TEXT TO READ:
^^^^^^^^

4.3 INCENTIVE STOCK OPTIONS. A Key Employee who owns more than 10% of the total
combined voting power of all classes of outstanding stock of the Company or
any of its Parents or Subsidiaries shall not be eligible for the grant of
an ISO unless the requirements set forth in section 422(c)(6) of the Code
are satisfied.
ARTICLE 5. OPTION GRANTS.
5.1 STOCK OPTION AGREEMENT. Each grant of an Option under the Plan shall be
evidenced by a Stock Option Agreement between the Optionee and the Company.
Such Option shall be subject to all applicable terms of the Plan and may be
subject to any other terms that are not inconsistent with the Plan. The
Stock Option Agreement shall specify whether the Option is an ISO or an
NSO. The provisions of the various Stock Option Agreements entered into
under the Plan need not be identical. Options may be granted in
consideration of a cash payment or in consideration of a reduction in the
Optionee's other compensation. A Stock Option Agreement may provide that
new Options will be granted automatically to the Optionee when he or she
exercises the prior Options and pays the exercise price in the form
described in Section 6.2.
5.2 NUMBER OF SHARES. Each Stock Option Agreement shall specify the number of
Common Shares subject to the Option and shall provide for the adjustment of
such number in accordance with Article 7. Options granted to any Optionee
in a single calendar year shall in no event cover more than 100,000 Common
Shares, subject to adjustment in accordance with Article 7.
5.3 EXERCISE PRICE. Each Stock Option Agreement shall specify the Exercise
Price; provided that the Exercise Price under an ISO shall in no event be
less than 100% of the Fair Market Value of a Common Share on the date of
grant. In the case of an NSO, a Stock Option Agreement may specify an
Exercise Price that varies in accordance with a predetermined formula while
the NSO is outstanding.

^^^^^^^^

EXTRACTED MATERIAL:
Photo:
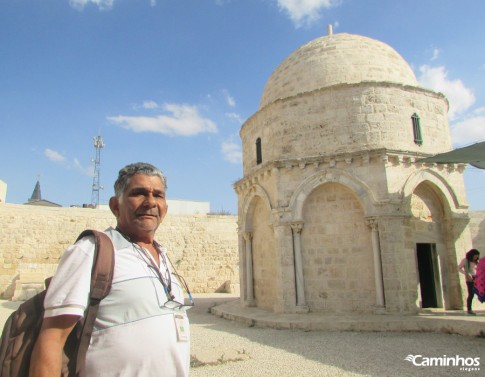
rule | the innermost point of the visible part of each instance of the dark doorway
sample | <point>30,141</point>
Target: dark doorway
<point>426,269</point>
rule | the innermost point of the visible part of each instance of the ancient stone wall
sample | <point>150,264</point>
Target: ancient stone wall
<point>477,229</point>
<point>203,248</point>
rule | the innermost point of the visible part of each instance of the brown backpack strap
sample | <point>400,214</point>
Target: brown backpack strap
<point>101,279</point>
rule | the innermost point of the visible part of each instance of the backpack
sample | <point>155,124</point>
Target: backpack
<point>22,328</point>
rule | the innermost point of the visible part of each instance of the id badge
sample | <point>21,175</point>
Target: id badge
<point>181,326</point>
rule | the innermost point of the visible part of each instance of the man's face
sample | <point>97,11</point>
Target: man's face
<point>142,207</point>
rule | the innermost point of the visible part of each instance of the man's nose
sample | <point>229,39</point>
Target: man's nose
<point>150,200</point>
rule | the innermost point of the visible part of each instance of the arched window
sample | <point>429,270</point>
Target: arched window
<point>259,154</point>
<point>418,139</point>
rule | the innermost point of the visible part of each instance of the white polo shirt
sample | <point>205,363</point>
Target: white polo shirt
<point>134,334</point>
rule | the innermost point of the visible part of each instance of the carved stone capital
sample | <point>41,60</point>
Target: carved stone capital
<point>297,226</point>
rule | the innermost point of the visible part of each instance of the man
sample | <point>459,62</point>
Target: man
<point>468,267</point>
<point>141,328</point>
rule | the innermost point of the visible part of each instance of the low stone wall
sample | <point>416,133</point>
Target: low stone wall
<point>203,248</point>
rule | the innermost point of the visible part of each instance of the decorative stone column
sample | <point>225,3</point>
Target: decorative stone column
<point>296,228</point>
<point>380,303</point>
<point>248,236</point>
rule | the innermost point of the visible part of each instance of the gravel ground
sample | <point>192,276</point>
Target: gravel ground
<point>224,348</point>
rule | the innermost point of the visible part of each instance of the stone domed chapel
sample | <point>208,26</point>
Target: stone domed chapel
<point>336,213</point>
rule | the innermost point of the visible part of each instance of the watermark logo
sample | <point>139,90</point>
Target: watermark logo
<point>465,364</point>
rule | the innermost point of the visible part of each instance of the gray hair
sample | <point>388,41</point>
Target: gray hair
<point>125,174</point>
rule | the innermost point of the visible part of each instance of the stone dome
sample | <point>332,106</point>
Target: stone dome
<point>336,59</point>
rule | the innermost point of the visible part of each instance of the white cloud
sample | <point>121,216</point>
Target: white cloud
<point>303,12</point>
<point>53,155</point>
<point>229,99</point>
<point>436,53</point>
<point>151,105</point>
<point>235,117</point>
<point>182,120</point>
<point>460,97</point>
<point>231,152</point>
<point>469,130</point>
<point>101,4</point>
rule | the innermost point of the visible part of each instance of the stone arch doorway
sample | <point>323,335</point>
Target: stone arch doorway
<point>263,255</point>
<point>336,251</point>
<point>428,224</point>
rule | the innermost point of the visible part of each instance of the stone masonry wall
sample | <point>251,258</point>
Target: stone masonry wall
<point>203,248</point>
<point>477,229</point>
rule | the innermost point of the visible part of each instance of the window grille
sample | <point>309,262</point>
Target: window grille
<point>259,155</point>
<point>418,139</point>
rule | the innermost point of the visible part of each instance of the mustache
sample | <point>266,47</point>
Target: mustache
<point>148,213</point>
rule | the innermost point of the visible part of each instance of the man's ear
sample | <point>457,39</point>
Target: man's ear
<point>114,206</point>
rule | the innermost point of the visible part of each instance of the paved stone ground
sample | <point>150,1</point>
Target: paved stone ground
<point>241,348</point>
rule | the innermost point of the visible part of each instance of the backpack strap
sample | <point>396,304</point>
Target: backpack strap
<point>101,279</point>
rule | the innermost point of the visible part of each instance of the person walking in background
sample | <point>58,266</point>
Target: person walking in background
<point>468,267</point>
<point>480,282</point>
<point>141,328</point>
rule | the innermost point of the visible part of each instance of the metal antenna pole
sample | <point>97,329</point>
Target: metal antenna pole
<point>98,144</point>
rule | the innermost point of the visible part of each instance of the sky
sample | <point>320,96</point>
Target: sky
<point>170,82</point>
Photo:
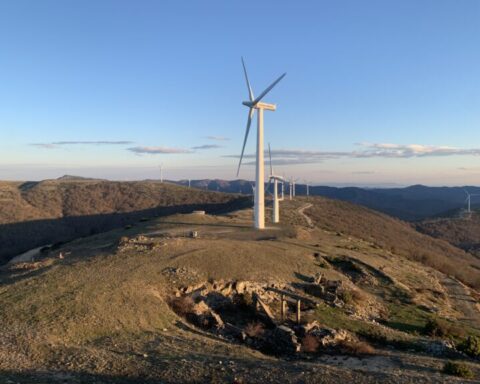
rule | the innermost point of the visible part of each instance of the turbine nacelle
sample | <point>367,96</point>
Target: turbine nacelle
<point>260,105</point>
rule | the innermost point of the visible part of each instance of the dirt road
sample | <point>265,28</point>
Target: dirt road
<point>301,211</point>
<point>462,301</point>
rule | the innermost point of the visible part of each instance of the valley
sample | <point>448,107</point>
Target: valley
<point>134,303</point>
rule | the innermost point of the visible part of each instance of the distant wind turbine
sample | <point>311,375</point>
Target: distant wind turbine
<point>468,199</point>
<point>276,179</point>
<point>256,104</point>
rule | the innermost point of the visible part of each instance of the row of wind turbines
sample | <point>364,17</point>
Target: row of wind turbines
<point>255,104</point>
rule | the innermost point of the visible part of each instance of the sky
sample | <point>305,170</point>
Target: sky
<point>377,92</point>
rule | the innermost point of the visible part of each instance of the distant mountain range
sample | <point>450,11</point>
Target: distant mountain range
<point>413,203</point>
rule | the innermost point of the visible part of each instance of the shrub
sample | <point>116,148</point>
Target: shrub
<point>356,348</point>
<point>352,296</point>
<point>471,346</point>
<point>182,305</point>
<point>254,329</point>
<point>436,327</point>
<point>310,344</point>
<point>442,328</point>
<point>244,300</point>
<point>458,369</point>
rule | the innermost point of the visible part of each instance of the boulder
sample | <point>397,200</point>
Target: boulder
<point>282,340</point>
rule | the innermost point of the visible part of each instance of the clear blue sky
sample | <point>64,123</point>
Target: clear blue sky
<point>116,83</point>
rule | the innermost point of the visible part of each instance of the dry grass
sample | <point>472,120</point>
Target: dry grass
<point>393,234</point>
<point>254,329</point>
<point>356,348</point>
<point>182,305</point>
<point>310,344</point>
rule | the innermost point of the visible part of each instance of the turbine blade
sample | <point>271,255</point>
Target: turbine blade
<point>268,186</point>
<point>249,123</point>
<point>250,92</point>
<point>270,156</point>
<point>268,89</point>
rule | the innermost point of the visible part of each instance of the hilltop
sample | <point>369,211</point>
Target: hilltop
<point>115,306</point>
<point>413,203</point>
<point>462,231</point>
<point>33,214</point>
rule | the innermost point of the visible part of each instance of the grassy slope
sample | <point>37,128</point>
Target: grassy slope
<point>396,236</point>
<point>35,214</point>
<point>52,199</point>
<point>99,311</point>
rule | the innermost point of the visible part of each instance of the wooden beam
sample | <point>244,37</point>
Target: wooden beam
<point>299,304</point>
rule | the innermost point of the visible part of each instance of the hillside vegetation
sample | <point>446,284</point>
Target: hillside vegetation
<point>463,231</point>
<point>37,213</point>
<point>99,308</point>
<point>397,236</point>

^^^^^^^^

TO DO:
**a)** Using the stock option plan excerpt, decide whether each statement agrees with it. Answer yes or no for each, and quote the words that settle it.
(i) Options granted to one Optionee in a single calendar year cannot cover more than 100,000 Common Shares, subject to adjustment under Article 7.
(ii) Every Stock Option Agreement under the Plan must contain the same provisions.
(iii) The Exercise Price under an ISO may be set below the Fair Market Value of a Common Share on the date of grant.
**b)** Answer these questions from the stock option plan excerpt.
(i) What evidences each grant of an Option under the Plan?
(ii) Which section of the Code contains the requirements that must be met before a Key Employee holding more than 10% of the combined voting power can be granted an ISO?
(iii) For which kind of option may a Stock Option Agreement set an Exercise Price that varies according to a predetermined formula?
**c)** Carry the stock option plan excerpt forward from its final sentence.

THE RESPONSES:
**a)**
(i) Yes: "Options granted to any Optionee in a single calendar year shall in no event cover more than 100,000 Common Shares, subject to adjustment in accordance with Article 7."
(ii) No: "The provisions of the various Stock Option Agreements entered into under the Plan need not be identical."
(iii) No: "the Exercise Price under an ISO shall in no event be less than 100% of the Fair Market Value of a Common Share on the date of grant."

**b)**
(i) A Stock Option Agreement between the Optionee and the Company.
(ii) Section 422(c)(6) of the Code.
(iii) An NSO.

**c)**
5.4 EXERCISABILITY AND TERM. Each Stock Option Agreement shall specify the date
when all or any installment of the Option is to become exercisable. The
Stock Option Agreement shall also specify the term of the Option; provided
that the term of an ISO shall in no event exceed 10 years from the date of
grant. A Stock Option Agreement may provide for accelerated exercisability
in the event of the Optionee's death, disability or retirement or other
events and may provide for expiration prior to the end of its term in the
event of the termination of the Optionee's service.
5.5 EFFECT IF CHANGE IN CONTROL. The Committee may determine, at the time of
granting an Option or thereafter, that such Option shall become fully
exercisable as to all Common Shares subject to such Option in the event
that a Change in Control occurs with respect to the Company.
5.6 MODIFICATION OR ASSUMPTION OF OPTIONS. Within the limitations of the Plan,
the Committee may modify, extend or assume outstanding options or may
accept the cancellation of outstanding options (whether granted by the
Company or by another issuer) in return for the grant of new options for
the same or a different number of shares and at the same or a different
exercise price. The foregoing notwithstanding, no modification of an Option
shall, without the consent of the Optionee, alter or impair his or her
rights or obligations under such Option.
ARTICLE 6. PAYMENT FOR OPTION SHARES.
6.1 GENERAL RULE. The entire Exercise Price of Common Shares issued upon
exercise of Options shall be payable in cash at the time when such Common
Shares are purchased, except as follows:
(a) In the case of an ISO granted under the Plan, payment shall be
made only pursuant to the express provisions of the applicable
Stock Option Agreement. The Stock Option Agreement may specify
that payment may be made in any form(s) described in this Article
6.
(b) In the case of an NSO, the Committee may at any time accept
payment in any form(s) described in this Article 6.
6.2 SURRENDER OF STOCK. To the extent that this Section 6.2 is applicable,
payment for all or any part of the Exercise Price may be made with Common
Shares which have already been owned by the Optionee for more than six
months. Such Common Shares shall be valued at their Fair Market Value on
the date when the new Common Shares are purchased under the Plan.
6.3 EXERCISE/SALE To the extent that this Section 6.3 is applicable, payment
may be made by the delivery (on a form prescribed by the Company) of an
irrevocable direction to a securities broker approved by the Company to
sell Common Shares and to deliver all or part of the sales proceeds to the
Company in payment of all or part of the Exercise Price and any withholding
taxes.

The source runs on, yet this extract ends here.